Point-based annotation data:
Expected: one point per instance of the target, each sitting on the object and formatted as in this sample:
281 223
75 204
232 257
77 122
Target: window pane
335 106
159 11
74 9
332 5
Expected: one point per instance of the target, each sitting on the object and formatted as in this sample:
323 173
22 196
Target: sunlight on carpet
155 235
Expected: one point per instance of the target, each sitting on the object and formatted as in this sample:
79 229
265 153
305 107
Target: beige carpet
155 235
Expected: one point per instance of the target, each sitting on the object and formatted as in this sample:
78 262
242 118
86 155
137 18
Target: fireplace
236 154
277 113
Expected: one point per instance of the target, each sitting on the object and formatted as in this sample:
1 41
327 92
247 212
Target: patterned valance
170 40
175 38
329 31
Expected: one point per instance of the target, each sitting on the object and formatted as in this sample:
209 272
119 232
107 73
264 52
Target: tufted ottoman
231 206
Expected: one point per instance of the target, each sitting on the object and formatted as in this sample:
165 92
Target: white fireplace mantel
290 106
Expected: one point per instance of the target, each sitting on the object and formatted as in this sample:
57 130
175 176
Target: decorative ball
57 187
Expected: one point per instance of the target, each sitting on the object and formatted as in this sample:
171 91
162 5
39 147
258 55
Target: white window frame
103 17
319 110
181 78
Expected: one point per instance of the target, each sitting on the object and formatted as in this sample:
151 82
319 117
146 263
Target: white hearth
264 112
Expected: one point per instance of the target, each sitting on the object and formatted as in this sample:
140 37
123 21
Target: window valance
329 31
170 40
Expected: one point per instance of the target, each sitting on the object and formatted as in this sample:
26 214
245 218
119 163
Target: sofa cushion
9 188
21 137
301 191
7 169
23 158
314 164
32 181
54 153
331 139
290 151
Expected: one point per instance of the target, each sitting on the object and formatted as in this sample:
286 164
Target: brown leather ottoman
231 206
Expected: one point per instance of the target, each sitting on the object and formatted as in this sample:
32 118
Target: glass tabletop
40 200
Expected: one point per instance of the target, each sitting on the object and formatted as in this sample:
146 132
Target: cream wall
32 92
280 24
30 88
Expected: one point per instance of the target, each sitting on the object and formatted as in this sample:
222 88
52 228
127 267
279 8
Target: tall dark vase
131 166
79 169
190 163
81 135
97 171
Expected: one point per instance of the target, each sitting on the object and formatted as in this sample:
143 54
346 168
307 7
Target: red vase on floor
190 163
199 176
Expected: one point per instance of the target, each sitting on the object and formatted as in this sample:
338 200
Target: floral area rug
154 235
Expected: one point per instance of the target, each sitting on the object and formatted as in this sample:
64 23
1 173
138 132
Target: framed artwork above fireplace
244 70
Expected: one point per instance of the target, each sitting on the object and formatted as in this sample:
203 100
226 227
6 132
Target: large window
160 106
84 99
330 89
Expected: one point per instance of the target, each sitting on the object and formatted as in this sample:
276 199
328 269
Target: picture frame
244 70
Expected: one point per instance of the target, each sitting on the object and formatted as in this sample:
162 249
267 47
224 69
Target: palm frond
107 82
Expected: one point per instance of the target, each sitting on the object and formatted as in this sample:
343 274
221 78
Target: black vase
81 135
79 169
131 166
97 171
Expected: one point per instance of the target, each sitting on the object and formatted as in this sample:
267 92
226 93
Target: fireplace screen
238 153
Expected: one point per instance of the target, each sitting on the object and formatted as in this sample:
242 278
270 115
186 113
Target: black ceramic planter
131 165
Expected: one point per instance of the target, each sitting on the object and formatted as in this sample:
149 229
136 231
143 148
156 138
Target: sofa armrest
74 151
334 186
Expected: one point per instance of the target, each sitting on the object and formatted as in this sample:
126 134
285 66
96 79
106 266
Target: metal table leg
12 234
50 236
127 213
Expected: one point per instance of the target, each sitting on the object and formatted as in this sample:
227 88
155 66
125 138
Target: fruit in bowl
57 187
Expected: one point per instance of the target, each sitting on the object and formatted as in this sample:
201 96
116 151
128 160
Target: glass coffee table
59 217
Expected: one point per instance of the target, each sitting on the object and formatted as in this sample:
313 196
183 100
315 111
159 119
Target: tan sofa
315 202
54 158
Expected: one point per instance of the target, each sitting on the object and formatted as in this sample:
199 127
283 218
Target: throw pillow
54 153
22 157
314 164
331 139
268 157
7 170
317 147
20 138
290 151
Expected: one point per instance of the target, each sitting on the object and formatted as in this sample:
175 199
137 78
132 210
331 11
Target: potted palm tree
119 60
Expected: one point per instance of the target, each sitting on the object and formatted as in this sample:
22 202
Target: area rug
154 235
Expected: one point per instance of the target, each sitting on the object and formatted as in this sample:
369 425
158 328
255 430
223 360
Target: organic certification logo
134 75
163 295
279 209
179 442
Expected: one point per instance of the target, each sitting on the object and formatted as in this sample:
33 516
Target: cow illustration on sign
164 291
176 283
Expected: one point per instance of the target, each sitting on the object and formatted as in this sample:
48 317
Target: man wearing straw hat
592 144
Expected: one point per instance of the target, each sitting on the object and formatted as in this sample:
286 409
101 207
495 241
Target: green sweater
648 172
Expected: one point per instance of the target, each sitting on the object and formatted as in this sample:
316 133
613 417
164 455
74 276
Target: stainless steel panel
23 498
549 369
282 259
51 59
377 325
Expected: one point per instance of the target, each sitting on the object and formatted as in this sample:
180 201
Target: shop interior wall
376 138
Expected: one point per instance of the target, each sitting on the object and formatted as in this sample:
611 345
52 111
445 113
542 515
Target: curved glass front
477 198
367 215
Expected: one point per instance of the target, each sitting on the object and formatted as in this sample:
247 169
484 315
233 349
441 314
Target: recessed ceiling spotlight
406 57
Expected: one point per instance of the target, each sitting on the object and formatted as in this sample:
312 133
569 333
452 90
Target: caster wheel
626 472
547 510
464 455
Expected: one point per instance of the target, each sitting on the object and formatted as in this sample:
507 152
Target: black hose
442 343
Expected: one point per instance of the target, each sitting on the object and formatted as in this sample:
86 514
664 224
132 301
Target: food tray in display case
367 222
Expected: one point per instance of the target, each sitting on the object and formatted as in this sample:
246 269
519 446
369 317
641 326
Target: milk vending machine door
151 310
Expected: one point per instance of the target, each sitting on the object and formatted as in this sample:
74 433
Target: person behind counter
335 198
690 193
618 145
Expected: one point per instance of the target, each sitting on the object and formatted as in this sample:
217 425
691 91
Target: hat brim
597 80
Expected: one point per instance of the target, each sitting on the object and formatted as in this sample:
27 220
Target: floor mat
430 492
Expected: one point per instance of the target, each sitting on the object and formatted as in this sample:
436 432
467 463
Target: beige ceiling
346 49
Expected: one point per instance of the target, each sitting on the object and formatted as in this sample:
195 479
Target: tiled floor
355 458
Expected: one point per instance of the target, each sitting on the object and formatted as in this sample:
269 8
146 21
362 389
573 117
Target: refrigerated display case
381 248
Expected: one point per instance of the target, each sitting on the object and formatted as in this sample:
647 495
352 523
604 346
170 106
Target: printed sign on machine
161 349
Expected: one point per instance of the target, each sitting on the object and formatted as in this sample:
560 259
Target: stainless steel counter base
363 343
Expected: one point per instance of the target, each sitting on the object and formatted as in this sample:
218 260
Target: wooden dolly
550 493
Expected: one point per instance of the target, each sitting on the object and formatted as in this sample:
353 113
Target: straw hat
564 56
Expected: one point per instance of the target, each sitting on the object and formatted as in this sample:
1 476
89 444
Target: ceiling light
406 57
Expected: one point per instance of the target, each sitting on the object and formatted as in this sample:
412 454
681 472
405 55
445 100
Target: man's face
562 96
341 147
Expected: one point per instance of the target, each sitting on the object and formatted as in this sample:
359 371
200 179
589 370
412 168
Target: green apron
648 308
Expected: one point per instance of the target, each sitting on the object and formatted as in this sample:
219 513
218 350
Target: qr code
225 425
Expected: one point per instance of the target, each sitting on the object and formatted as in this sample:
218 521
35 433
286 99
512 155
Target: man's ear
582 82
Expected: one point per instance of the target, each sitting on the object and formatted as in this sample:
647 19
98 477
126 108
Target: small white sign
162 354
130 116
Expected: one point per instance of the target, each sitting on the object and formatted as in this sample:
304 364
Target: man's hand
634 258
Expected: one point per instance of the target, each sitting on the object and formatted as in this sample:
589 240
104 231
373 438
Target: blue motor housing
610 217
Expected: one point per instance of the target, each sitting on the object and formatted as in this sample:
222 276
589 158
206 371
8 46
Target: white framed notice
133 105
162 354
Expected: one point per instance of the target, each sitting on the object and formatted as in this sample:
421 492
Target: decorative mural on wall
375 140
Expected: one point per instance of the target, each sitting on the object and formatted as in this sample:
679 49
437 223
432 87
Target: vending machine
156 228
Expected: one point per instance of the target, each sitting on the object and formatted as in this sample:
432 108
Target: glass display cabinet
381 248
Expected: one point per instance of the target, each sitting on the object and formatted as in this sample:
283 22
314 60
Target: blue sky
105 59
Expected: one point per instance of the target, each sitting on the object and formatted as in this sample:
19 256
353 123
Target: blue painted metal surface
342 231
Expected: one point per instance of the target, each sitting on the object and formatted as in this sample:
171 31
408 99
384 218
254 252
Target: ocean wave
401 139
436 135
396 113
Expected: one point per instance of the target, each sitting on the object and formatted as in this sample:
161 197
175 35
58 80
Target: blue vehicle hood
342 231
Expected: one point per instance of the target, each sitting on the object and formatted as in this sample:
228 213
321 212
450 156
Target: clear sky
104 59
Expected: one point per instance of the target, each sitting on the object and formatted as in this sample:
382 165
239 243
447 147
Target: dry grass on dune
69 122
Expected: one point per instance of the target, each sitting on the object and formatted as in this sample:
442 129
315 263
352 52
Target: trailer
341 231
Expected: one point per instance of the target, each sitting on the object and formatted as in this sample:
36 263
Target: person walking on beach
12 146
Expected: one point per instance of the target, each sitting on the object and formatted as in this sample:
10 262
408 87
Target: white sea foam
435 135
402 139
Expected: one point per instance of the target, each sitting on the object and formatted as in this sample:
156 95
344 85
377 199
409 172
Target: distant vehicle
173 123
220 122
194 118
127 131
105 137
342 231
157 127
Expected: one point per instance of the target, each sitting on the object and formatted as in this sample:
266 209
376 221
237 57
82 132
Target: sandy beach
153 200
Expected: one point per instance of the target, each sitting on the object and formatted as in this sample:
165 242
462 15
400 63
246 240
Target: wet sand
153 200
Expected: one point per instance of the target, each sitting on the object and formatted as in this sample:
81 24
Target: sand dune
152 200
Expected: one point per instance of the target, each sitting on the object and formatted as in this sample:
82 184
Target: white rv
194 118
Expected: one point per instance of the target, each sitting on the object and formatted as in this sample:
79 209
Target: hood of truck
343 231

### What to produce
List every line above that contains the string "beige", copying each one in full.

### Task answer
Target: beige carpet
Target: beige ceiling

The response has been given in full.